**Exercise**
Retype everything in the listing, leaving each line exactly as it is.

[Excerpts of location labeling data]
--------------------------------------------------
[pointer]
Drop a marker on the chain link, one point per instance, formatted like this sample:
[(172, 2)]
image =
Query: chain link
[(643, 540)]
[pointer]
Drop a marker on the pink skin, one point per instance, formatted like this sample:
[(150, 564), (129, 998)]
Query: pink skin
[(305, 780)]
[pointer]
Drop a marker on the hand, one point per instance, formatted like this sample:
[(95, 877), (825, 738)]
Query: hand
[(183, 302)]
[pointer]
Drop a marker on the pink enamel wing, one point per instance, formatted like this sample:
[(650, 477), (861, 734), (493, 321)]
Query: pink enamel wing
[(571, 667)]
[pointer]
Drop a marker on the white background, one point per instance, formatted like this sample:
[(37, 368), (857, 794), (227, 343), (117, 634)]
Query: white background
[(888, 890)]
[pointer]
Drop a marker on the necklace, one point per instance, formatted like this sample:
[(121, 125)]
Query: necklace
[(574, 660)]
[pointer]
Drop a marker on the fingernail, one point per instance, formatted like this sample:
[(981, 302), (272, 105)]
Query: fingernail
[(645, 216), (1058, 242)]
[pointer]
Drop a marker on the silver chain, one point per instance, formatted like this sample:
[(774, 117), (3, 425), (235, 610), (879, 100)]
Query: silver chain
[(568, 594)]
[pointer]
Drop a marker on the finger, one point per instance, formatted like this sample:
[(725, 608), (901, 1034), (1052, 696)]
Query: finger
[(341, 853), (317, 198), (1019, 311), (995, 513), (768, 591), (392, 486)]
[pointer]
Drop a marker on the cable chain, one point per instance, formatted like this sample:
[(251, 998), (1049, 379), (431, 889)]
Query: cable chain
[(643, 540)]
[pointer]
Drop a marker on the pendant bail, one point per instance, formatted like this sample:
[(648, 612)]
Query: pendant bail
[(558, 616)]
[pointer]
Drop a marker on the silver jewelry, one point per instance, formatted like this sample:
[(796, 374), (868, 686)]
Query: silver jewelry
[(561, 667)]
--------------------------------------------------
**Written response**
[pointer]
Drop a marker on the chain link, one point per instance, formatted like this sample:
[(172, 2)]
image =
Query: chain link
[(643, 540)]
[pointer]
Drop a marker on the pink skin, one point per instance, formatted like this sample:
[(150, 564), (129, 998)]
Query: pink skin
[(305, 780)]
[pointer]
Drop a marker on the hand, one point per instance, formatted like this sample:
[(95, 877), (825, 738)]
Query: hand
[(183, 302)]
[pointer]
Drop a marker on the pink enamel wing, one point per instance, formatted like this sample:
[(650, 477), (861, 734), (493, 321)]
Query: pink enamel wing
[(571, 667)]
[pointer]
Drop a marker on the white background, one point per instance, formatted like this sample:
[(37, 368), (857, 794), (227, 343), (117, 634)]
Query: white background
[(888, 890)]
[pointer]
Drop a marker on the necklace, one point per instance, formatted like this sample:
[(121, 125)]
Query: necklace
[(574, 660)]
[pointer]
Drop a marker on the fingernail, one point per instance, formatted like this sample:
[(981, 302), (272, 105)]
Query: fingernail
[(645, 216), (1058, 242)]
[pointer]
Drop a marker on the silver chain, one point per instance, formatted like this sample:
[(774, 117), (3, 425), (235, 610), (879, 100)]
Query: silver chain
[(568, 594)]
[pointer]
Drop a marker on the finger, one point per instance, formatted like this sample:
[(725, 608), (901, 1034), (1052, 696)]
Query: finger
[(341, 853), (317, 198), (1019, 311), (995, 513), (768, 591), (392, 486)]
[pointer]
Drop a marker on the cable chain, one point per instance, formatted like this sample:
[(251, 998), (1049, 379), (431, 889)]
Query: cable chain
[(643, 540)]
[pointer]
Drop a marker on the pendant bail, one point per instance, formatted like this sample:
[(648, 612)]
Query: pendant bail
[(558, 616)]
[pointer]
Drop a marker on the silver jewelry, one point per instance, formatted like this sample:
[(796, 374), (868, 686)]
Query: silver jewelry
[(561, 667)]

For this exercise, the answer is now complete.